▶ Worum es geht
Suchen Sie in den nachfolgenden Daten jede Zeile, in der das Wort „Target“ vorkommt, und schreiben Sie jede dieser Zeilen vollständig ab.

▶ Bereitgestelltes Material
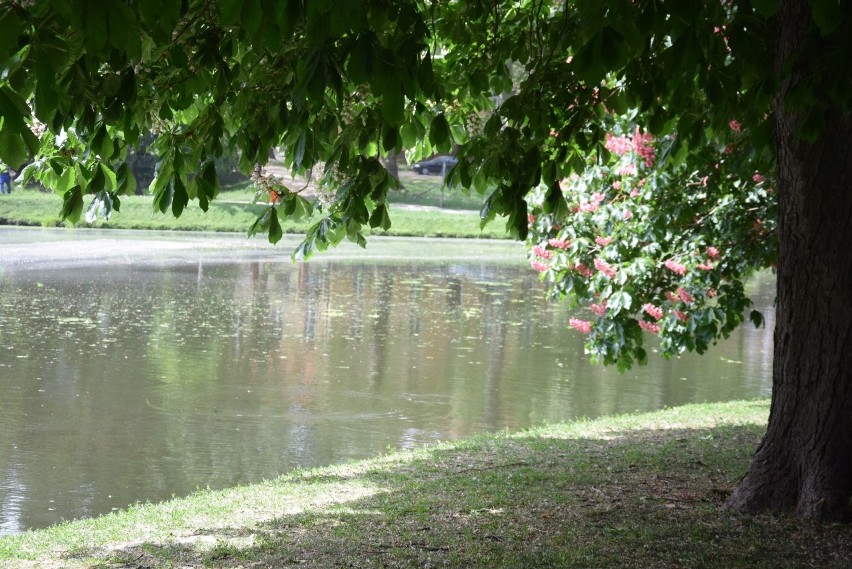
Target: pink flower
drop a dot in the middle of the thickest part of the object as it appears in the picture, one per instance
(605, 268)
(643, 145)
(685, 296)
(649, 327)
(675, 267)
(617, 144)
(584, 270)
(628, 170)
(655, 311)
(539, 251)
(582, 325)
* * *
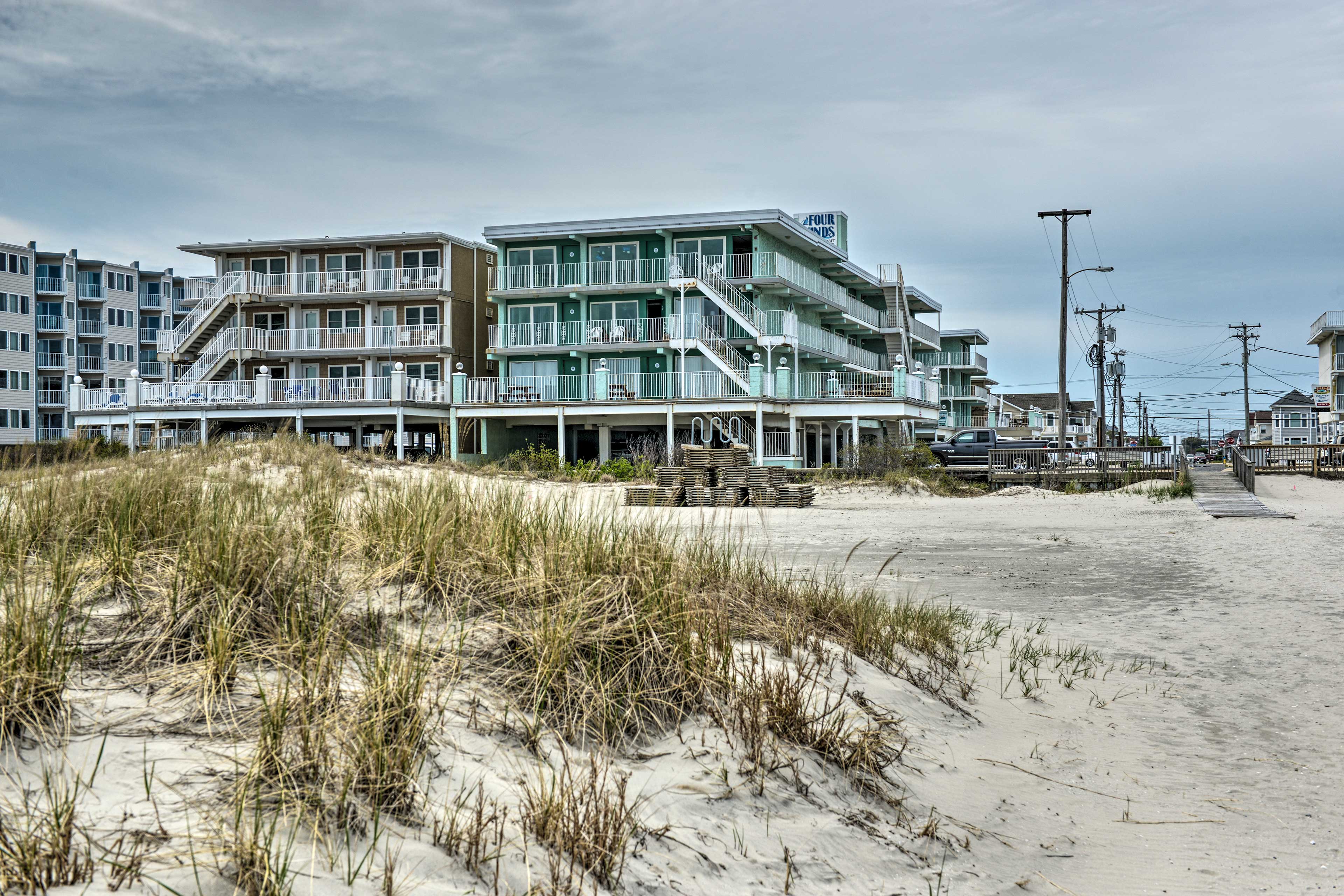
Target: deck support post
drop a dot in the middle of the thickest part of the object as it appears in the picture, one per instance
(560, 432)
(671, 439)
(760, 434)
==
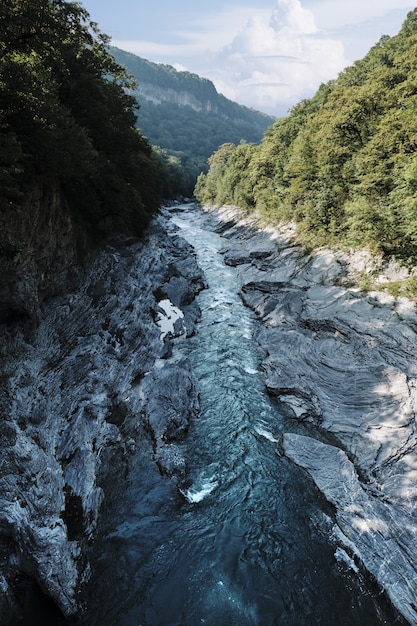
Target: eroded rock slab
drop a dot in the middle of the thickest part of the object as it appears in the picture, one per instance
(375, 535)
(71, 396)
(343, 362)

▶ Schriftliche Lösung
Target: pink flower
Target: deck support post
Target: eroded rock slab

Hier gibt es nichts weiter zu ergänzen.